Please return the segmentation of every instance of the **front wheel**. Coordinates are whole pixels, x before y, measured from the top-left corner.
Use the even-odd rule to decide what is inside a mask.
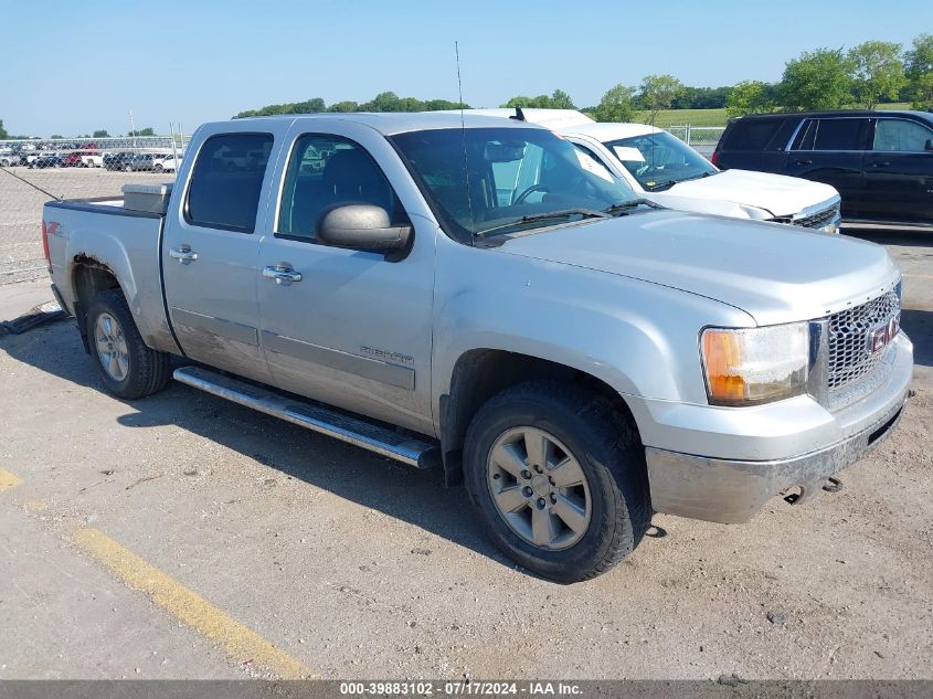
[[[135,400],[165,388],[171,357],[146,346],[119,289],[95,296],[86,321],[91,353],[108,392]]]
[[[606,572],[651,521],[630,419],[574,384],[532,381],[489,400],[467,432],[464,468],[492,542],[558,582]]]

**********

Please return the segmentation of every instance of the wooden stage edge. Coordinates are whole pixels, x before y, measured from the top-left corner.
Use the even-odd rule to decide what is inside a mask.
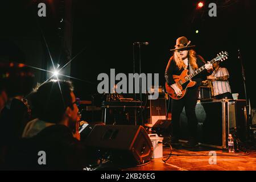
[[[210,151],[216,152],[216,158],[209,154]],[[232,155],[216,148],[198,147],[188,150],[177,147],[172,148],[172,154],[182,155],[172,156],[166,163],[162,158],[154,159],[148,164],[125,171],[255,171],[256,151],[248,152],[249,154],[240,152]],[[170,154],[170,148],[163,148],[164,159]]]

**********

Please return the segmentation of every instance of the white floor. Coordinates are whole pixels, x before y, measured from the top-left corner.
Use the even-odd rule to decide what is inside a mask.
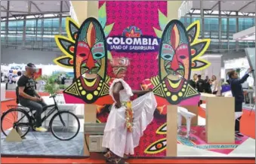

**********

> Challenge
Copy out each line above that contains the word "every".

> Answer for the task
Please return the segmentation of every instance of the **front wheel**. Coordinates are whole pixels, x before y, measured from the top-left corner.
Please return the segmentation of every instance of the wooden stage edge. Coordinates are whole pixels, x before y, measured from the top-left corner.
Please return the segmentation of every instance of the white floor. Coordinates are whole pixels, x before y, measured from the top-left corner.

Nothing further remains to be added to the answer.